• ACTIVITY
Lines before the one containing "Mark every instance of the bare" are left out; that line and all after it, through the end of the records, must be transcribed exactly.
[Opening DATA EXTRACTS section]
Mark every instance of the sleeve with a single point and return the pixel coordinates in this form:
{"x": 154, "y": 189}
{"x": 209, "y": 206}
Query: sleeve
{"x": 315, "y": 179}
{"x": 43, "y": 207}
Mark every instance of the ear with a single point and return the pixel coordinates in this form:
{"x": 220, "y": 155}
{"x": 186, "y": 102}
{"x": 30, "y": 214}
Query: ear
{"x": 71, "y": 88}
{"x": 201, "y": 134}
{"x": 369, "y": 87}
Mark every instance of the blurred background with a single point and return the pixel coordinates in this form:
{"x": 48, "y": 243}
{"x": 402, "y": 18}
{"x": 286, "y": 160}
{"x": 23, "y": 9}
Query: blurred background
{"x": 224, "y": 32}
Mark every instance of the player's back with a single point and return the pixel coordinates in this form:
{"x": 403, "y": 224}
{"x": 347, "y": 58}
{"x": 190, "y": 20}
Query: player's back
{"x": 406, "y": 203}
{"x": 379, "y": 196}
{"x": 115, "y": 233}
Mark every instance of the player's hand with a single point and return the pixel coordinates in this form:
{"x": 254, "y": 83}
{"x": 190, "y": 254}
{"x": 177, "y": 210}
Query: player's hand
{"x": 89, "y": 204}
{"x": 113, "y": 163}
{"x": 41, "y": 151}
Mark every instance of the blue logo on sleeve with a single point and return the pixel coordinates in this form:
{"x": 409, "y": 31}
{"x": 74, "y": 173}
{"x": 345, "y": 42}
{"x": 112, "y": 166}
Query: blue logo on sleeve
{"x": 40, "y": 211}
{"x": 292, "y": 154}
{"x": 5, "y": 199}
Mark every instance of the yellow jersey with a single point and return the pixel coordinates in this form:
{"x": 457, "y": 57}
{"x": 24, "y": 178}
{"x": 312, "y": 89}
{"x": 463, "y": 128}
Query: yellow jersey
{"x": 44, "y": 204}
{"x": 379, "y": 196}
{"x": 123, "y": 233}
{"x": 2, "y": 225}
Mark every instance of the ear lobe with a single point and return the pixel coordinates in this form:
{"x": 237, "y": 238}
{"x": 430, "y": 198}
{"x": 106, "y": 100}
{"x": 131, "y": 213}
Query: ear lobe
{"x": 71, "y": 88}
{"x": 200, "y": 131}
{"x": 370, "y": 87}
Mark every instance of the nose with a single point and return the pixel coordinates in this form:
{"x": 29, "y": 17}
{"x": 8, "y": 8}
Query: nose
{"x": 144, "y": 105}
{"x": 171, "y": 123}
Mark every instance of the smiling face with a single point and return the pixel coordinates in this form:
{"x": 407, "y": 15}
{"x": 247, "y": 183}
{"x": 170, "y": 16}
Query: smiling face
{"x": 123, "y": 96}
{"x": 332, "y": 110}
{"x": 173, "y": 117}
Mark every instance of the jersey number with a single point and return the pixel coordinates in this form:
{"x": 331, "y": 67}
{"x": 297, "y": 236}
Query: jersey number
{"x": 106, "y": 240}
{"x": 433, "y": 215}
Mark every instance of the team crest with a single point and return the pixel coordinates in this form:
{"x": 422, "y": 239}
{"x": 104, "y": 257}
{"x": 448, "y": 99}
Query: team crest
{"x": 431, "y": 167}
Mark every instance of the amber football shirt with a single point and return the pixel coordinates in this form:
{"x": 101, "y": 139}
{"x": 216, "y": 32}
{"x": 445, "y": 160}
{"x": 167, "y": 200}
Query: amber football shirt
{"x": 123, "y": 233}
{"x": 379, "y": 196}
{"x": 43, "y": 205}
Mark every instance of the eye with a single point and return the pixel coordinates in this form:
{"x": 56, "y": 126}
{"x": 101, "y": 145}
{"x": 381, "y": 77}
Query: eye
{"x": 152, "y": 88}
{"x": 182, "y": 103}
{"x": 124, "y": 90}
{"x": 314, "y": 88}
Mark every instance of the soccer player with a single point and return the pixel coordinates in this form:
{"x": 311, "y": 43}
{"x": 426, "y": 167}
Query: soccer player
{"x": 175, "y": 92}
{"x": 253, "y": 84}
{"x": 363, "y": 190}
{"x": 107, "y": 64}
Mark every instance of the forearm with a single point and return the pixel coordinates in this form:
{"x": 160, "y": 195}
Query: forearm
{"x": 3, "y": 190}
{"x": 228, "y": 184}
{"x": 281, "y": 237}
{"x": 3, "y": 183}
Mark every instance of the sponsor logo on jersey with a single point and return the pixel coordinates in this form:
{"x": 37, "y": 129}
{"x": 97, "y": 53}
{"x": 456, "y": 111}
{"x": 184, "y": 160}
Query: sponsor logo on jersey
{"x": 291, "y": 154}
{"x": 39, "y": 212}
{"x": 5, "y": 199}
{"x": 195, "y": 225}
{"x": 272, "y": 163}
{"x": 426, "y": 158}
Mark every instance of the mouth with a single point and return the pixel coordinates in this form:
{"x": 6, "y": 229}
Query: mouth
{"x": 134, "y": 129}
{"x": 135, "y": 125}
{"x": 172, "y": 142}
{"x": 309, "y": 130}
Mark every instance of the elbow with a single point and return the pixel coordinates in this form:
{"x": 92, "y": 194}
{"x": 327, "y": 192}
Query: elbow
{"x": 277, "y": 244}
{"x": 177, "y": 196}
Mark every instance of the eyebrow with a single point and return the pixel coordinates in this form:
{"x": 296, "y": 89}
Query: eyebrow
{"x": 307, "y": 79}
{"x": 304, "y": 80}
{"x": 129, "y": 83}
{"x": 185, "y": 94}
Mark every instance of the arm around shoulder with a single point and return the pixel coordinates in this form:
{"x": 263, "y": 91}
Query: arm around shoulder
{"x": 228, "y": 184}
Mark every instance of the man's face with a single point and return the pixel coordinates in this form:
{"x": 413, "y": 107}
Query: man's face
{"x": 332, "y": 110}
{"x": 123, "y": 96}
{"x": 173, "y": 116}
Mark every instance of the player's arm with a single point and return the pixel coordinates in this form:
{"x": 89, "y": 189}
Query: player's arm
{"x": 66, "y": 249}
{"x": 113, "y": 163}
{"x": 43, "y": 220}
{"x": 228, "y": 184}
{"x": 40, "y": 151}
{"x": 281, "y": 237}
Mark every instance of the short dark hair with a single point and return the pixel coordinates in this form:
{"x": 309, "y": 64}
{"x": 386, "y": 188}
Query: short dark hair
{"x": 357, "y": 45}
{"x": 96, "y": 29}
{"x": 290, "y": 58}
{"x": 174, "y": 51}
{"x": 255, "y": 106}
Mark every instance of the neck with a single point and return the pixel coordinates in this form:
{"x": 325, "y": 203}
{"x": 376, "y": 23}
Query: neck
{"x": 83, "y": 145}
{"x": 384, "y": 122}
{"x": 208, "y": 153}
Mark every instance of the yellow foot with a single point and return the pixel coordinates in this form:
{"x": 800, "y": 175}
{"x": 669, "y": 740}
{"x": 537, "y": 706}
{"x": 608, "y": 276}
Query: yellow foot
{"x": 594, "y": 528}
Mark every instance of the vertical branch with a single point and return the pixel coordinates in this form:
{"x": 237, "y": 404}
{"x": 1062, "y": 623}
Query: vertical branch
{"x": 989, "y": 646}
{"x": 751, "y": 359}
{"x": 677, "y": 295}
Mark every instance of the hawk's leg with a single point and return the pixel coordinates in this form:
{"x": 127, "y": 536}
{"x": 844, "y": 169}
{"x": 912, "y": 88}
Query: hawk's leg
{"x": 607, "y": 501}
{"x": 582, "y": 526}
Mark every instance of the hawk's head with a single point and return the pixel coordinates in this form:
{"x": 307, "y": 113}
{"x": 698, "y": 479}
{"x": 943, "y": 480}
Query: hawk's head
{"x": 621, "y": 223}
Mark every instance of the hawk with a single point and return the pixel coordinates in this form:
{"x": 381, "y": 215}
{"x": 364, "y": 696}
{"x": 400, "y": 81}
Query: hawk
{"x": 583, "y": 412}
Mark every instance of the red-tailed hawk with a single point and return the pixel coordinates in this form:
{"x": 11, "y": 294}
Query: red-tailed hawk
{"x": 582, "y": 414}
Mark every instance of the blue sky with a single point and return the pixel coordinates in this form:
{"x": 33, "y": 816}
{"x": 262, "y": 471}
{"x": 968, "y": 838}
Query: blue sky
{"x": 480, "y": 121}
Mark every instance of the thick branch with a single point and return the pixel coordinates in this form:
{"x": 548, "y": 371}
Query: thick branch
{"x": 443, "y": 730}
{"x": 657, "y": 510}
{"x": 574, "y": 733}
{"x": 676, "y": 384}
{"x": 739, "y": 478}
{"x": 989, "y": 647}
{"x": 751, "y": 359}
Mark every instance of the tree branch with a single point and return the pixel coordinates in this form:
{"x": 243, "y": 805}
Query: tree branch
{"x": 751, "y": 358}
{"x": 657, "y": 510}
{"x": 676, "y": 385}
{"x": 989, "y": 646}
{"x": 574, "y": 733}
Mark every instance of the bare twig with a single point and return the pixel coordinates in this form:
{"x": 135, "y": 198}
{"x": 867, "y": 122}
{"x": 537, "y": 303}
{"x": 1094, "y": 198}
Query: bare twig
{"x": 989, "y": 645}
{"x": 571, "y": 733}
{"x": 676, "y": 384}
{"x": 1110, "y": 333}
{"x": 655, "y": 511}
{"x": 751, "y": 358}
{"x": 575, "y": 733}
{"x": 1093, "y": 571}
[Closing DATA EXTRACTS section]
• SOLUTION TO THIS EXERCISE
Mark every instance of the bare twig with a single point and return the pixel coordinates in this form:
{"x": 135, "y": 198}
{"x": 867, "y": 122}
{"x": 537, "y": 303}
{"x": 1094, "y": 198}
Query: bare twig
{"x": 989, "y": 645}
{"x": 571, "y": 733}
{"x": 676, "y": 384}
{"x": 1110, "y": 333}
{"x": 655, "y": 511}
{"x": 751, "y": 358}
{"x": 575, "y": 733}
{"x": 1093, "y": 571}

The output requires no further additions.